§ 引用原文
************

Codeforces Round #297 (Div. 2) E. Anya and Cubes

中途相遇法。。分成两半计算。。。

#include <iostream>
#include <queue>
#include <stack>
#include <map>
#include <set>
#include <bitset>
#include <cstdio>
#include <algorithm>
#include <cstring>
#include <climits>
#include <cstdlib>
#include <cmath>
#include <time.h>
#define maxn 2005
#define maxm 300005
#define eps 1e-3
#define mod 9999677
//#define INF 0x3f3f3f3f
#define PI (acos(-1.0))
#define lowbit(x) (x&(-x))
#define mp make_pair
#define ls o<<1
#define rs o<<1 | 1
#define lson o<<1, L, mid 
#define rson o<<1 | 1, mid+1, R
#define pii pair<int, int>
#pragma comment(linker, "/STACK:16777216")
typedef long long LL;
typedef unsigned long long ULL;
using namespace std;
LL qpow(LL a, LL b){LL res=1,base=a;while(b){if(b%2)res=res*base;base=base*base;b/=2;}return res;}
LL powmod(LL a, LL b){LL res=1,base=a;while(b){if(b%2)res=res*base%mod;base=base*base%mod;b/=2;}return res;}
//head

map<LL, int> mpp[30];
const LL INF = 1e16;
LL Sum;
int n, K;
LL ans;
int a[105];
LL fac[30];

void dfs(int pos, LL sum, int *b, int k)

************

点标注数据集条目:
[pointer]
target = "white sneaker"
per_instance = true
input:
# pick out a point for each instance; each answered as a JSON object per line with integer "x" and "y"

************

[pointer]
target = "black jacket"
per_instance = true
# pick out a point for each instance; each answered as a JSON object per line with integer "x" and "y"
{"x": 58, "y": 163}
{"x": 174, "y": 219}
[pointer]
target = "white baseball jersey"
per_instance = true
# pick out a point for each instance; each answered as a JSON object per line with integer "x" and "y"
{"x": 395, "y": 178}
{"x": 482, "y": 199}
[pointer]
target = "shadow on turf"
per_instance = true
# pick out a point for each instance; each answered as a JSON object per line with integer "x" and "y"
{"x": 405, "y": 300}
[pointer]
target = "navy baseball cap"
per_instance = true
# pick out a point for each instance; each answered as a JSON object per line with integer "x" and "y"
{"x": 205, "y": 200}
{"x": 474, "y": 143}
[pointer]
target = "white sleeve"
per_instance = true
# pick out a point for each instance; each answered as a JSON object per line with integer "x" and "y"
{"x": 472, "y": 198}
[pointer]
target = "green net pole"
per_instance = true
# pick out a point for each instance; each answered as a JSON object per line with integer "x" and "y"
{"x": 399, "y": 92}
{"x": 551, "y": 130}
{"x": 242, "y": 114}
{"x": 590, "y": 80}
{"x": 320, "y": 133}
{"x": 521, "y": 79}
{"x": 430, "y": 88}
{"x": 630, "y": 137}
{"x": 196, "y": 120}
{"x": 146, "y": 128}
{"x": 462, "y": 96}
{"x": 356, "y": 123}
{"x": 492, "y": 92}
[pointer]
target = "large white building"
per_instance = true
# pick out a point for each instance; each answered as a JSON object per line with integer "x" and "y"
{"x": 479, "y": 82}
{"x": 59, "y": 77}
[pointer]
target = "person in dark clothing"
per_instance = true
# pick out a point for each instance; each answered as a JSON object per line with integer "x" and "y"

************

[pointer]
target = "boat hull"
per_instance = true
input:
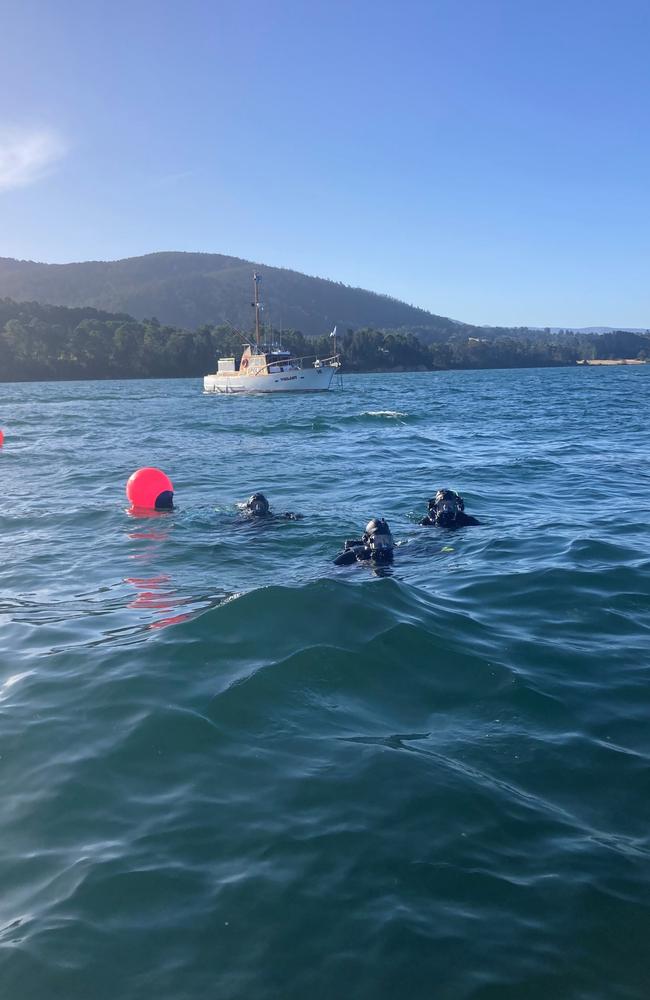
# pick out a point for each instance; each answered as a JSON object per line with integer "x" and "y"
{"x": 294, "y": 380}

************

§ 操作指令
a) 按照引用原文的说法，这道题用的是什么方法？
b) 请用两句话概括引用原文。
请只依据引用原文作答。

§ 练习答案
a) 中途相遇法，即分成两半计算。

b) 引用原文是 Codeforces Round #297 (Div. 2) E 题 Anya and Cubes 的解法，用中途相遇法把问题分成两半计算。随后附上代码，包括一系列头文件和宏定义、qpow 与 powmod 两个函数、若干全局变量，最后是 dfs 函数的声明。